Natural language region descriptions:

---

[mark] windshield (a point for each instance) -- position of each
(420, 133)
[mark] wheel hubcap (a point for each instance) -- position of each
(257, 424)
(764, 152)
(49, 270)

---

* [The problem]
Above are the records; retype every one exactly.

* [The completed task]
[mark] windshield (a point for each instance) -- position of each
(420, 133)
[mark] wheel hubcap (a point for each instance) -- position of each
(257, 424)
(764, 152)
(49, 270)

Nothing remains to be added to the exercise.